* [Provided passage]:
# Barbosa Watch



## Zei_Zao_LS (Apr 1, 2005)

It's pretty clear that Leandro is excessive assets with an excessive contract, at the moment, and the Suns are looking to get rid of him to a team that can provide some sort of cap relief and/or a big man. This will probably happen midseason, if at all, but it's primarily speculation.

Soooo... I guess this is where the Leandro rumors you see/want to start go.

First, I had been thinking about this as soon as I heard that Sheed was retiring, but the Suns can trade Leandro straight up for an empty cap figure (Sheed) to a contending team (Celtics) that need some scoring off the bench.



The Boston Herald said:


> League sources said yesterday that the Celts have expressed trade interest in guards Leandro Barbosa of Phoenix and Rudy Fernandez of Portland.
> 
> The Celtics probably are using Rasheed Wallace’s contract in their attempt to acquire Barbosa, who averaged 9.5 points in 17.9 minutes for the Suns this season.
> 
> ...


--Source--


----------



## l0st1 (Jul 2, 2010)

In no way do I want to see a Sheed for LB trade. If Sheed doesn't retire, he is pointless for our team. And if he does we effectively trade a nice player(despite his down year) for nothing. I can't imagine there is no market for a scoring combo guard that can shoot and drive.


----------



## Damian Necronamous (Jun 10, 2002)

That would be a great trade for Boston. Barbosa would be a solid addition to their bench to go with Avery Bradley and Glen Davis. They could then bring back Tony Allen and use the MLE to add a piece or two.


----------



## Zei_Zao_LS (Apr 1, 2005)

We would not be keeping Sheed. We'd effectively be trading for cap space that is on a non-guaranteed contract.

It's clear that they are shopping LB, we have plenty of people in the wings that can play SG. (J-Rich, Dragic, Dudley, Grant all see minutes at the 2.) We really didn't lose anything when he went down, and when he came back he didn't really do much of anything.

It's really a matter of what we'll get for him and whether or not anybody will offer anything we'd be willing to take. I'm guessing Sarver really wants monetary relief. I'd prefer we package him for a legit starting PF, myself.

* [Short problem]:
Update the Barbosa trade thread from "In no way do" to "shoot and drive." by putting "useless" in place of "pointless".

* [Recorded data]:
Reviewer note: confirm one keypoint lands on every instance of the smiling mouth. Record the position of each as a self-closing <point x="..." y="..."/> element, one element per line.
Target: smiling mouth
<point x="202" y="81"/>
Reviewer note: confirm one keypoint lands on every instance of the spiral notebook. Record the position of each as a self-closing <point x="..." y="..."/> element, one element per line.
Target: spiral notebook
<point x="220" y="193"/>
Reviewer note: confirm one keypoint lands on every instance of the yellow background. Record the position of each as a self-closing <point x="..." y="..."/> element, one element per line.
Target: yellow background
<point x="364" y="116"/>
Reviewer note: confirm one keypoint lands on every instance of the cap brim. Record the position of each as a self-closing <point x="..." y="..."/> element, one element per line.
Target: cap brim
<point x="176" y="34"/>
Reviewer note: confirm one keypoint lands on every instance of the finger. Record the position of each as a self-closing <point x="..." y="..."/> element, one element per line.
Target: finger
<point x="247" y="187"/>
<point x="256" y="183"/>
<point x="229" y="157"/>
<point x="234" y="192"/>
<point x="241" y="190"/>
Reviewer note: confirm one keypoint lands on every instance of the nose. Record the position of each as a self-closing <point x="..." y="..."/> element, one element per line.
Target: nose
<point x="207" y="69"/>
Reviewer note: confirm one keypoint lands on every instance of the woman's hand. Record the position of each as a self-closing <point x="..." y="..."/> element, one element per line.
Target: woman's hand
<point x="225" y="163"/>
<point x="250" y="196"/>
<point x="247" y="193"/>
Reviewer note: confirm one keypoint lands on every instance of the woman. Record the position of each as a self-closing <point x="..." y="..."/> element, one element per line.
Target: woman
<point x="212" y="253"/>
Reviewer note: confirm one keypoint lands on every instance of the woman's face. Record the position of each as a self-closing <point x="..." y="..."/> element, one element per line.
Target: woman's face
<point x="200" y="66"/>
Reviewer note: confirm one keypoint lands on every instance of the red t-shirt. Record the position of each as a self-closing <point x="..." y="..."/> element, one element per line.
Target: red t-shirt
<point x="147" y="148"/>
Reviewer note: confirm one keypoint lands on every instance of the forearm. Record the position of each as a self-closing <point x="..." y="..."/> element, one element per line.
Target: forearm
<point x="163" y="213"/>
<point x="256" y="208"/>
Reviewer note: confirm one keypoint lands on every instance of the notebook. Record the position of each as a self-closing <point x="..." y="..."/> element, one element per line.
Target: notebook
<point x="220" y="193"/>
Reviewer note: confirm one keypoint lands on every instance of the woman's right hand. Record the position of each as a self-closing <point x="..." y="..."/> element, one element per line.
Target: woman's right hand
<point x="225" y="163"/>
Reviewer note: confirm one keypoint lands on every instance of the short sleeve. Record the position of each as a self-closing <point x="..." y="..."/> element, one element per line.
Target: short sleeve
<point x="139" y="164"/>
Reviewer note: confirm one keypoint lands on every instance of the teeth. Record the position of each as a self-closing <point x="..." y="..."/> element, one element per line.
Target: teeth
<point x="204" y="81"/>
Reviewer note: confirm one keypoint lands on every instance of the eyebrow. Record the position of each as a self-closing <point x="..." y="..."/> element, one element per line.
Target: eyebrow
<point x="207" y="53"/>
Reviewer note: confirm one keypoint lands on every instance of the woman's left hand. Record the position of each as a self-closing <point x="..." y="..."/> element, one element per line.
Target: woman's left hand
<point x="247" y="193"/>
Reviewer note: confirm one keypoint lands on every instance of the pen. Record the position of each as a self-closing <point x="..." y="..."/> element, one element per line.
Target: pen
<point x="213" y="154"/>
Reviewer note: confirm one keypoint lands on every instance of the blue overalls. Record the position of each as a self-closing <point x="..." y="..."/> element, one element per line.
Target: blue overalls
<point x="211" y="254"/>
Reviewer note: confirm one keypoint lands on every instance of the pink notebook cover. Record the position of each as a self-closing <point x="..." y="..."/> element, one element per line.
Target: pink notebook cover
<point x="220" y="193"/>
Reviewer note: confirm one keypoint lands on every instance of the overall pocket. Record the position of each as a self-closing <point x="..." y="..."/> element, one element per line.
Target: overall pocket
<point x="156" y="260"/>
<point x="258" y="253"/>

...

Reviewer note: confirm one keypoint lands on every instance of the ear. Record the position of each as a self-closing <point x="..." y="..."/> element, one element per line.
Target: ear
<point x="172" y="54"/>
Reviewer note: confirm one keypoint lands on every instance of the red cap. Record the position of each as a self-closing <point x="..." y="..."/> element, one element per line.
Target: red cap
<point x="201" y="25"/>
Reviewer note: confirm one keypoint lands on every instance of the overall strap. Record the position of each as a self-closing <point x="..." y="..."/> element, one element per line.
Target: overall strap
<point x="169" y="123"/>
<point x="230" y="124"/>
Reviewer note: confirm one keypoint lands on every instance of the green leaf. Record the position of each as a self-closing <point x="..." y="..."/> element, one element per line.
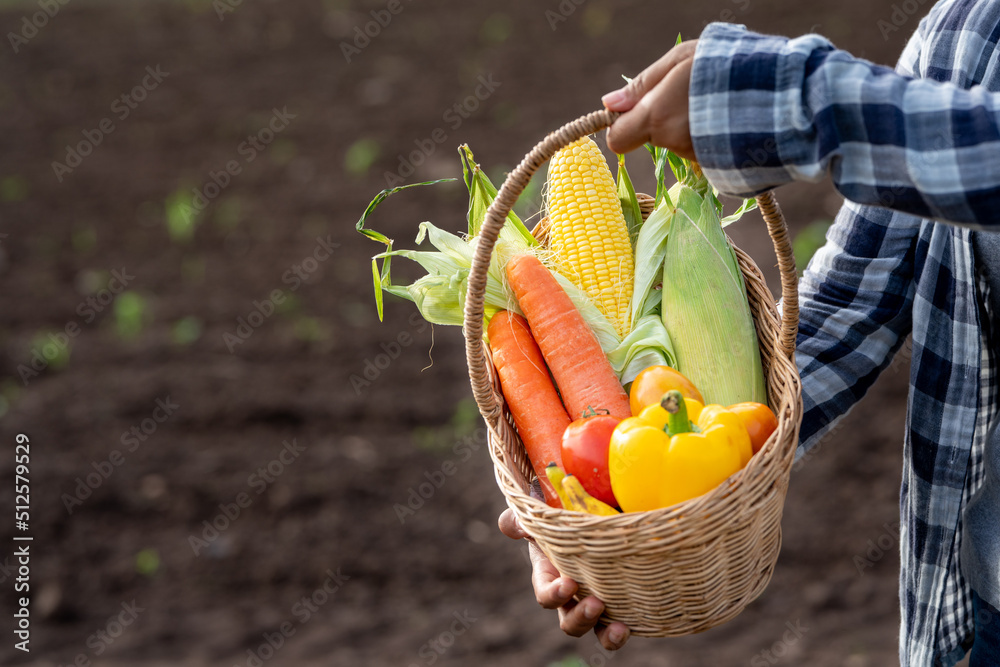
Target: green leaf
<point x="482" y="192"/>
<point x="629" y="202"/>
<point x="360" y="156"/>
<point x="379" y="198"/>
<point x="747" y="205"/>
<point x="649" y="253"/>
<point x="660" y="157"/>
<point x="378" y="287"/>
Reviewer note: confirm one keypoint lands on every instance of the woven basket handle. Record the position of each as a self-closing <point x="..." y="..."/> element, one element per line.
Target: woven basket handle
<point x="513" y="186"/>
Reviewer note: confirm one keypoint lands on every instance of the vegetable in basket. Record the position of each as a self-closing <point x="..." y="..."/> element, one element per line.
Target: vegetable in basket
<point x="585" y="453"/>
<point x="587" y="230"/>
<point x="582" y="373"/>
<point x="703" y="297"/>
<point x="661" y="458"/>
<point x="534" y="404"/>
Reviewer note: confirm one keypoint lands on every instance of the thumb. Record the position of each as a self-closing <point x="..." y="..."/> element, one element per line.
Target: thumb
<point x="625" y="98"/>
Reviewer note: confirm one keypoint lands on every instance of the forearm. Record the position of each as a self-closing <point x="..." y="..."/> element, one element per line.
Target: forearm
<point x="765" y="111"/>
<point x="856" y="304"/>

* [Result]:
In no way do I want to see a Sheed for LB trade. If Sheed doesn't retire, he is useless for our team. And if he does we effectively trade a nice player(despite his down year) for nothing. I can't imagine there is no market for a scoring combo guard that can shoot and drive.